Alright, I have to admit I have no idea what test you are now referring to. I thought we were discussing the Pygmalion results in which a small sample of elementary school students turned in increased IQ scores, which could be explained by a number of well-known and perfectly ordinary processes.
But it seems like you’re talking about something completely else and may be thinking of country-level Flynn effects or something, I have no idea what.
The PitC study showed an 8 point IQ increase in the control group. You offered those three explanations and said that they explained why that wasn’t particularly unusual, and my understanding of normed IQ tests is that they are expected to remain constant over short times.
If the control group isn’t at least representative, there is a different methodology flaw. If the confounding factor of prior IQ tests wasn’t measured, given that there is apparently a significant increase in scores on the first retest (and presumably a diminishing increase in scores at some point; the expected result of taking the test very many times isn’t to become the highest scorer ever), there is an unaccounted confounding factor.
I’m still trying to figure out what questions to ask before I dig up as much primary source as I can. Is “points of normed IQ” the right thing to measure? That would imply that going from an IQ of 140 to 152 is equally as much a gain as going from 94 to 106. Is raw score the right thing to measure? That would imply that going from being able to answer 75% of the questions accurately to 80% is equally as much gain as going from 25% to 30%. Is the percentage decrease in incorrect answers the correct metric? 75%-80% would be the same as 25%-40%. The percentage increase in correct answers? 25%-30% (20% increase) would be equivalent to 75%-90%.
I’m still reluctant to accept class grades and state-mandated graduation test scores as measuring primarily intelligence or even mastery of the material, rather than the specific skill of taking the test. That makes my error bars larger than those of someone who does accept them as accurate measurements of something important.
Is “points of normed IQ” the right thing to measure?
No, usually in these cases you will be using an effect size like Cohen’s d: expressing the difference in standard deviations (on the raw score) between the two groups. You can convert it back to IQ points if you want; if you discover a d of 1.0, that’s boosting scores by 1 standard deviation which is usually defined as something like 15 IQ points, and so on.

═══

#### COMPLETE THE FOLLOWING:
1. In the paragraph of the IQ discussion that begins "I'm still trying to figure out what questions to ask," list every measure the writer proposes for scoring a gain.
2. Repeat the IQ discussion word for word from "Alright, I have" to "no idea what.".
3. Pick up the IQ discussion after its final sentence and keep writing it.
The records that follow the IQ discussion are separate material.

#### RECORDS:
═══

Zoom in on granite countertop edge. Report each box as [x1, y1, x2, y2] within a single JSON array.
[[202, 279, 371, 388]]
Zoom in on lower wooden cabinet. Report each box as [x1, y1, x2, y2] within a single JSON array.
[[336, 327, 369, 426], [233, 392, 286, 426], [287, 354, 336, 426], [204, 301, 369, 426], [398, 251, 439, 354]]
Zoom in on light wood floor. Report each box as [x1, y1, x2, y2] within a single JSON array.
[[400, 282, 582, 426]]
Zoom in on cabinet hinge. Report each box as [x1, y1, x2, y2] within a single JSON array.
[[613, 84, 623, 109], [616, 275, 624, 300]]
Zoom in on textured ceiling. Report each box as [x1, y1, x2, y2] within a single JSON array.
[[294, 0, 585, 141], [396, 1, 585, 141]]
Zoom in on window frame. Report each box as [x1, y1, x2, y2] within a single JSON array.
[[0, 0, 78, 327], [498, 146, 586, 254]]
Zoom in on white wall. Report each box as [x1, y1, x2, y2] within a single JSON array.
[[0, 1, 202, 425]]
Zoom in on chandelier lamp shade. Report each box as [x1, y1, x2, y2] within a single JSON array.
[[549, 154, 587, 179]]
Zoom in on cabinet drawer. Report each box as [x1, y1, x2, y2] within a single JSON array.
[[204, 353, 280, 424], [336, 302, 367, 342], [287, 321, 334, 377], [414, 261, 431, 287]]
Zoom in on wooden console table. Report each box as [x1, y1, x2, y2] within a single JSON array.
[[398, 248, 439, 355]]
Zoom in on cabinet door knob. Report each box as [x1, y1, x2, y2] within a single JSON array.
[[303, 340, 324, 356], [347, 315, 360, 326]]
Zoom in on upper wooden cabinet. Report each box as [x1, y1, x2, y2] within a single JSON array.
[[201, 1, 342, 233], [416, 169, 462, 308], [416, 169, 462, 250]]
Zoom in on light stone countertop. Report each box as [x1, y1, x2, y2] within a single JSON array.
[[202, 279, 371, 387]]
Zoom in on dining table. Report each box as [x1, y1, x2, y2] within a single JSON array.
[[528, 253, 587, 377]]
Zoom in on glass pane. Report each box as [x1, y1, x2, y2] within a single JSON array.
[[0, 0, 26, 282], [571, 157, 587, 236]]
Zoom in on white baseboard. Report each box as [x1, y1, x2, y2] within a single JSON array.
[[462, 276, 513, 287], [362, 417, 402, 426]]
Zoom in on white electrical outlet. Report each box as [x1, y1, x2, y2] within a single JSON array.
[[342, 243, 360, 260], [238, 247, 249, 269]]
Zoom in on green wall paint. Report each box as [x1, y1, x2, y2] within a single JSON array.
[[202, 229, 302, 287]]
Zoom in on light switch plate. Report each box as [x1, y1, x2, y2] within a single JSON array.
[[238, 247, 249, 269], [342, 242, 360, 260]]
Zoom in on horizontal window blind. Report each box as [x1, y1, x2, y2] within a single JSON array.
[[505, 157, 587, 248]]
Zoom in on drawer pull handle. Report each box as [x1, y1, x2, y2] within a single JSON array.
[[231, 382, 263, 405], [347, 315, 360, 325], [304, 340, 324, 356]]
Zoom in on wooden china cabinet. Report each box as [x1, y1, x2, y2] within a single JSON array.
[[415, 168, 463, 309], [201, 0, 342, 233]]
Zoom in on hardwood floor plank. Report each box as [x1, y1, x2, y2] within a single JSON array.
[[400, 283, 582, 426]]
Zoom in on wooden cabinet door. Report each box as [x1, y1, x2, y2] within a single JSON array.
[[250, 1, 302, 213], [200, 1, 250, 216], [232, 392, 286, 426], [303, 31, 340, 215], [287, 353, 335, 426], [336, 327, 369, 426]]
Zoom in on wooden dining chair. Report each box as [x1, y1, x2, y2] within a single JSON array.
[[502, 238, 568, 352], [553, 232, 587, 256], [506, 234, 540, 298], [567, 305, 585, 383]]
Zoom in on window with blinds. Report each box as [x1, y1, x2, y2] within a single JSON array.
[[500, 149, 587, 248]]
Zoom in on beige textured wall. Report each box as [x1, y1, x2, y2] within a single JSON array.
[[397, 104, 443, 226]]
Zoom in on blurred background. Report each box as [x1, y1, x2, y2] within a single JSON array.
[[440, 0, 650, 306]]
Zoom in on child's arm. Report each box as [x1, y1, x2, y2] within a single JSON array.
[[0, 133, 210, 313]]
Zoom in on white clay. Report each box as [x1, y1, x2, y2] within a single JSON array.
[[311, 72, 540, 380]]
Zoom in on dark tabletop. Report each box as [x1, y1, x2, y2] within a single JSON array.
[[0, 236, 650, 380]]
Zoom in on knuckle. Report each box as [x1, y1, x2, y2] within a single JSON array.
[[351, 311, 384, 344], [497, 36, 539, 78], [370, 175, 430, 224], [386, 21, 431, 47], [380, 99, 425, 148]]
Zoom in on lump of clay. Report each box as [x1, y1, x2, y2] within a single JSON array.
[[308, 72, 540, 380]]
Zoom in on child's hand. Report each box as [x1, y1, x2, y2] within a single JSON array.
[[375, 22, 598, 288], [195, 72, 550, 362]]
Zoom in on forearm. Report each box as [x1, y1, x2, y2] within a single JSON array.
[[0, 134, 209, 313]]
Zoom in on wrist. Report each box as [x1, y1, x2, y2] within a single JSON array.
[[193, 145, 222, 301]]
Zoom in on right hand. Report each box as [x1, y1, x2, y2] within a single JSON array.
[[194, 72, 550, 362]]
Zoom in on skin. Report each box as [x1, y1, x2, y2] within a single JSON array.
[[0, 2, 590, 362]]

═══

#### EXERCISE RESPONSES:
1.
- Points of normed IQ
- Raw score
- The percentage decrease in incorrect answers
- The percentage increase in correct answers

2.
Alright, I have to admit I have no idea what test you are now referring to. I thought we were discussing the Pygmalion results in which a small sample of elementary school students turned in increased IQ scores, which could be explained by a number of well-known and perfectly ordinary processes.
But it seems like you’re talking about something completely else and may be thinking of country-level Flynn effects or something, I have no idea what.

3.
So if you have your standard paradigmatic experiment (an equal number of controls and experimentals, the two groups having exactly the same beginning mean IQ and standard deviation of the scores), you’d do your intervention, do a retest of IQ, and your effect size would be ‘IQ(bigger) - IQ(smaller) / standard deviation of experimentals & controls’. Some of the things that these approaches do:
test-retest concerns disappear, because you’re not looking at the difference between the first test and the second test within groups, but just the difference in the second test between groups. Did the practice effect give them all 1 point, 5 points, 10 points? Doesn’t matter, as long as it applies to both groups equally and their pre-tests were also equal. The first test is there to make sure you aren’t accidentally picking a group of geniuses and a group of dunces and that the two groups started off equivalent. (Fun fact: the single strongest effect in my n-back meta-analysis is from when a group on the pre-test answered like 4 questions more than any of the others; even though their score dropped on the post-test, because the assumption that the groups were equivalent is built into the meta-analysis, they still look like n-back had an effect size of like d=3 or something crazy like that.)
you’re not converting to IQ points, but using the raw score. This avoids the discreteness issue (suppose the test has 10 questions on it. What does it then mean to convert scores on it to its normed range of 70-130 IQ or whatever? getting even a single additional question right is worth 10 points!)
you avoid the issues of IQ points being ‘worth’ different amounts at different parts of the range. Suppose you took a bunch of IQ 130 kids and did something to boost their scores by 5 points. Is this easier, as hard, or harder than taking a bunch of IQ 100 kids and boosting them 5 points? If there’s any differences, we might expect to see them reflected in the standard deviation being larger or narrower, and so this’ll be reflected in our effect size.
Effect sizes are also the sine qua non of meta-analyses, so by thinking in effect sizes, you can more easily run a meta-analysis yourself if you want (like my own dual n-back meta-analysis on a widely-touted intervention which is supposed to increase IQ), you can interpret meta-analyses better, and you can draw on previous meta-analyses as priors (example: Jaeggi et al 2008 found n-back had an effect size on IQ of something like d=0.8. If one had seen one of the psychology-wide compilations of previous meta-analyses, one would know that replicated & verified effect sizes that large are pretty rare in every area of psychology, and so it was highly likely that their result was being overstated somehow, as indeed it turned out to have been overstated due to a use of passive control groups, and the current best estimate is closer to half that size or d=0.4).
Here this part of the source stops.